• _Material_:
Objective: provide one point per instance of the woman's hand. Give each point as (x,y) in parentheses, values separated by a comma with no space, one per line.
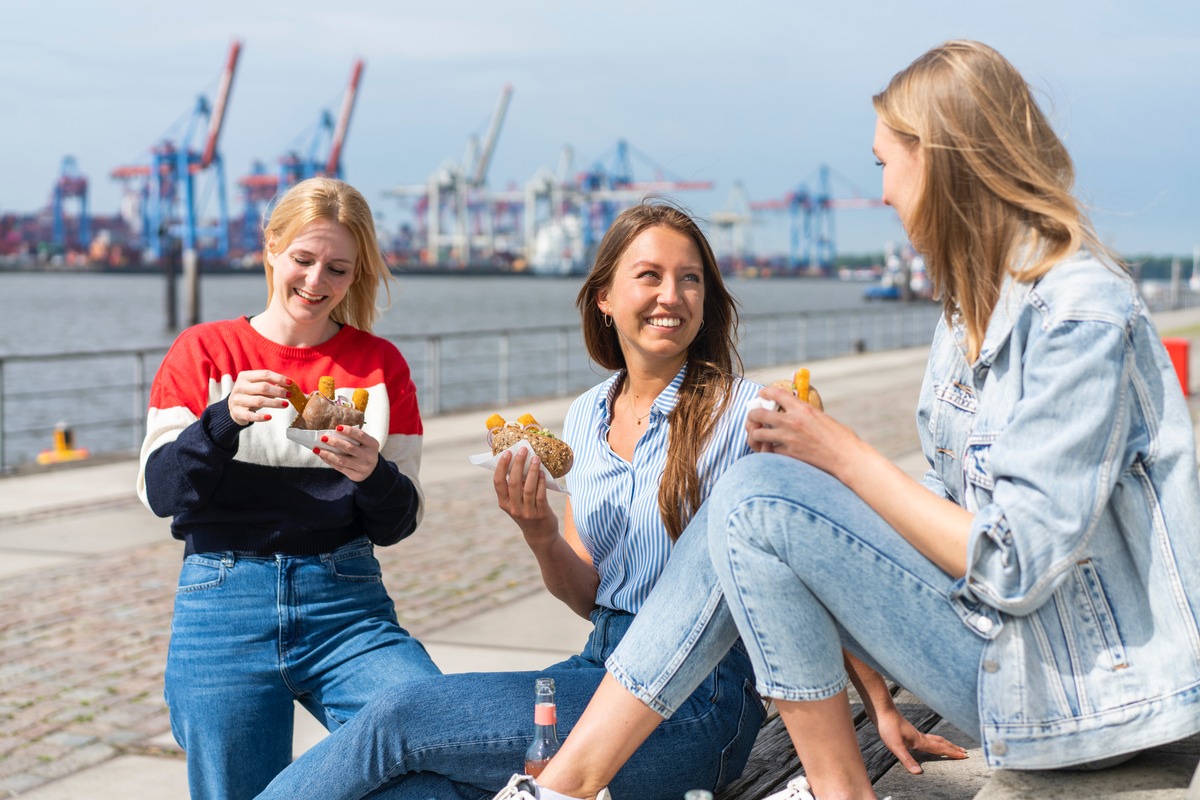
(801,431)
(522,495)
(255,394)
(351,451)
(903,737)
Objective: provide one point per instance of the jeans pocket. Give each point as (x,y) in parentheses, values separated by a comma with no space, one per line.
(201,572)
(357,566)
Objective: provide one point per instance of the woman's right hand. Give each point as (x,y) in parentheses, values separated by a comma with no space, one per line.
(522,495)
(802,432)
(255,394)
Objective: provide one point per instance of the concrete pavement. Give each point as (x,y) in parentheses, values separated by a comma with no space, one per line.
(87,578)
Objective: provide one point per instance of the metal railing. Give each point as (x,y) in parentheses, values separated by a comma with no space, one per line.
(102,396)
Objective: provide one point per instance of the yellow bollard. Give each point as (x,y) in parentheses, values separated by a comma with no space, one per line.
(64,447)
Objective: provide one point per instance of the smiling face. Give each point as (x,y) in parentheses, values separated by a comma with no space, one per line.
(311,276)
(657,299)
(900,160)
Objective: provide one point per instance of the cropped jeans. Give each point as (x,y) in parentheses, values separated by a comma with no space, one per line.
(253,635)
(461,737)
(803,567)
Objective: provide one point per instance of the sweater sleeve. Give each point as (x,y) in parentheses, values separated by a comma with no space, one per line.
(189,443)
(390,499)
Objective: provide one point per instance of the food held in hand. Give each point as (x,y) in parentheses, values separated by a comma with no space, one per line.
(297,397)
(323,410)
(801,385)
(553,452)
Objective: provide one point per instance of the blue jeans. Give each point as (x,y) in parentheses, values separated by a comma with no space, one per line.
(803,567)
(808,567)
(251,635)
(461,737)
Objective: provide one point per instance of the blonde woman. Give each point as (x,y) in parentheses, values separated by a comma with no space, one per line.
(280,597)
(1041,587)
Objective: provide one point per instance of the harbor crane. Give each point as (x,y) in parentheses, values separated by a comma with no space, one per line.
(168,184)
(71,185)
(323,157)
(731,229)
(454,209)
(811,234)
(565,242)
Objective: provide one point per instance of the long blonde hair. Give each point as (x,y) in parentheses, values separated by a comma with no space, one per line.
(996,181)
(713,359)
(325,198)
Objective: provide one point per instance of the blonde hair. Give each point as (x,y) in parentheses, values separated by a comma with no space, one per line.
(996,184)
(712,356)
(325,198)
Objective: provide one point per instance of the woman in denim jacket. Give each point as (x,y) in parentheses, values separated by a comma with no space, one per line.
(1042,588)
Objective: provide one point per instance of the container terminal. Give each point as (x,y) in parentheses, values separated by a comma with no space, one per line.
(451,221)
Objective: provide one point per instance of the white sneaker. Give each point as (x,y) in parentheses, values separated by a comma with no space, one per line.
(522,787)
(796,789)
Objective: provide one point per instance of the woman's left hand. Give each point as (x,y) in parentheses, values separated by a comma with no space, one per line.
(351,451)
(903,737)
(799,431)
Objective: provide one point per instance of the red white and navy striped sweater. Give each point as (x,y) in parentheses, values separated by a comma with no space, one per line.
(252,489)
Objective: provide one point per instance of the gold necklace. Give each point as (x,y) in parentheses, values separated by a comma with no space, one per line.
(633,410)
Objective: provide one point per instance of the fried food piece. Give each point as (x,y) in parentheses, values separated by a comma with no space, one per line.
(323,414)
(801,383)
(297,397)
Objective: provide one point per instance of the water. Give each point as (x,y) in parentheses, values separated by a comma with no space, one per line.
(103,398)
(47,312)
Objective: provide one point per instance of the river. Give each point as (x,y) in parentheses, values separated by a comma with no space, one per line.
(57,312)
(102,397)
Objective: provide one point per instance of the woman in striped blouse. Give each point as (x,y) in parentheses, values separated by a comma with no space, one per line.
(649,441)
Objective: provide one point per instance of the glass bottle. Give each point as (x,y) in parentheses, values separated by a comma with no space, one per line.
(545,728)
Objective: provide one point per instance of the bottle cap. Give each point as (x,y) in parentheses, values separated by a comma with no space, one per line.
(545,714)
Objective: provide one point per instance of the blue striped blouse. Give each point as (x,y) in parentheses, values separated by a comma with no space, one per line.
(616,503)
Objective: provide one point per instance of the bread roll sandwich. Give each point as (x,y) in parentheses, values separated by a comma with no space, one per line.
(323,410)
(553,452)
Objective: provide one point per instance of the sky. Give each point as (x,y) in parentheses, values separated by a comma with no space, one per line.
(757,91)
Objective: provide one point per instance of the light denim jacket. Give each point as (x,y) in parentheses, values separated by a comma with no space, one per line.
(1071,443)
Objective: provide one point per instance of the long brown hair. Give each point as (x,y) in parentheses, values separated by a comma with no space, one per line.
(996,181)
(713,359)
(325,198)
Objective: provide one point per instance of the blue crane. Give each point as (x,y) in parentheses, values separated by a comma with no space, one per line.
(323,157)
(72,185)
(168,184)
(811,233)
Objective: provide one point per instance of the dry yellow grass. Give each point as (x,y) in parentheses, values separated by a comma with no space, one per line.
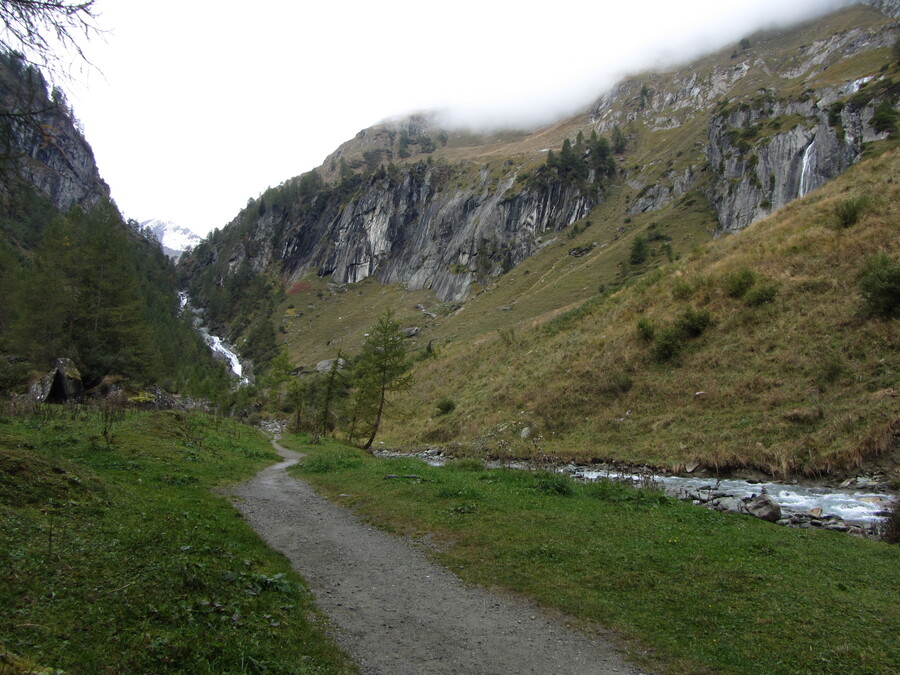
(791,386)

• _Task details_: Reproduce all of the records above word for word, leaving out the pictures.

• _Task response_:
Objective: provide one point per instance of the woman's hand. Give each point as (x,y) in parentheses, values separated by a comma with no space, one per line.
(801,431)
(522,495)
(255,394)
(351,451)
(903,737)
Objective: provide one point per instance of the jeans pocket. Give each point as (x,y) in parentheses, values separated by a comma with no space, one per line.
(201,572)
(357,566)
Objective: provide one point per instance of the woman's right hand. Give each point as (x,y) in parentheses, values separated by a comma with no space, one per line.
(522,495)
(802,432)
(255,394)
Objective: provide one point per instance of the concrete pavement. Give each point as (x,y) in parentheses, values separated by a comma with no space, one per line.
(87,578)
Objective: provide one point per instance of the metal railing. Give each point as (x,y) in parentheses, values separated by a comma with no space, one per line.
(102,396)
Objective: provide one point per instance of the yellow bollard. Give each point as (x,y) in parentheses, values separated by a comma with no space, one per line.
(64,447)
Objective: provide one point per instance of the smiling face. Give each point as (x,y) in parentheses, values separated by a comma with no space, one per line.
(311,276)
(657,299)
(900,160)
Objective: provide one point per instance of the cropped jeans. Give each point as (x,y) in parentheses, values separated by a comma with no space, one per line.
(253,635)
(461,737)
(803,567)
Objective: provide one point per instance of the sweater sleeve. Give each point as (x,y) in parentheses, values separated by a comma with no space, one per line.
(189,443)
(390,499)
Objective: provide one point per instance of the food held in hand. Give each point as (x,y) in parentheses, values separated by a comma with no space, one per line.
(297,397)
(323,410)
(801,385)
(553,452)
Objective: provide one point per instance of the blue jeans. Give each point as (x,y) in parentheses, values separated by a comma with no space, one per line.
(803,567)
(808,567)
(251,635)
(461,737)
Objective: provide one point per instance of the blonde woman. Give each point as (x,y) in parentheses, values separated by a comma with no space, one per line.
(280,597)
(1041,587)
Objective: provide one point per instance of the harbor crane. Give each point as (x,y) in parentheses, values separated by a comma with no space, one per line.
(168,184)
(71,185)
(323,157)
(731,229)
(454,209)
(811,234)
(565,242)
Objective: provide one point per instance of the long blonde hair. Give each point as (x,y) in parentheses, values separated by a comma with no space, one per line.
(996,181)
(713,359)
(325,198)
Objective: provide one point per instance of the blonde hair. Give each point as (x,y) in parentheses, values separated by a comma with no space, one per line.
(996,184)
(712,356)
(325,198)
Objective: provide one point per instance of the woman in denim jacket. Give each point as (x,y) in parentheses, values separated by a comma with no space, one per line.
(1042,588)
Objective: provide one point per instance of the container terminal. Give each point as (x,y) in parentheses, values separated by a comma with no space, one per line.
(451,221)
Objective: provide one point per instance of the white sneaker. Give each point as (x,y) in parentheses, values separated by a comma with no space, one per line.
(522,787)
(796,789)
Objective: provide one point per instance of the woman's left hand. Give each point as (x,y) in parentheses, values separated by a comma with no space, one per line.
(351,451)
(903,737)
(799,431)
Objective: provide one point per instance of the red white and navy striped sweater. Give each point as (x,y) in parentheses, values separated by a comma with no space, one per line.
(252,489)
Objective: provide one point per instance of the gold necklace. Give each point as (x,y) in parentheses, values separated by a comma with no space, one per line.
(633,410)
Objective: provide one point per instance of the fried food piece. Give each point as (x,y) in parentheses, values separated by a comma with no space, one per line.
(323,414)
(801,383)
(297,397)
Objective: provide one point per instance of the water. Give each point as (x,y) in parentheses, values separated by a comma with no space, one per line.
(103,398)
(47,312)
Objective: provide one point per instance of the river. Give each point as (x,y) in parentheses, values separated by a comma with no space, one per line.
(57,312)
(102,397)
Objective: provide one point per instance of the woman in striped blouse. Give each point as (x,y) in parentheses, values separated by a comma with no space, one per line.
(649,441)
Objective: provide one point per instance of the glass bottle. Give each point as (x,y) in parentheses, values separated by a comma with no space, one per line.
(545,728)
Objective: provide one point per instance of the bottle cap. Give each point as (x,y) in parentheses, values separated by a comma with no space, one per line.
(545,714)
Objective: provide one point per instance of the blue striped blouse. Give each point as (x,y) in parentheses, values separated by a comma with no space, one per line.
(616,503)
Objective: provide one point per instance of the bread roll sandwich. Give each point as (x,y) in parentheses, values separated by a comma with no space, one per line.
(323,410)
(553,452)
Objective: provide one point per instance of the sky. Give each point as (x,y) in parentheses, values separated by a comma with no space, one per line.
(757,91)
Objective: provide one point per instance of the light denim jacket. Give each point as (x,y) in parentheses, values separated by a comma with no space, one per line.
(1071,443)
Objective: provide one point per instance of the long brown hair. Give each point as (x,y) in parentheses, values separated by a comma with no space, one per line.
(996,181)
(713,359)
(325,198)
Objective: provide one point per instance of the blue crane. Give each point as (x,y) in parentheses, values separated by a comma with no space, one per line.
(323,157)
(72,185)
(168,184)
(811,233)
Objective: provide one point per instance of the dry yellow grass. Give each point as (x,y) in parentheses, values separated by a comma with no space, one per line.
(791,386)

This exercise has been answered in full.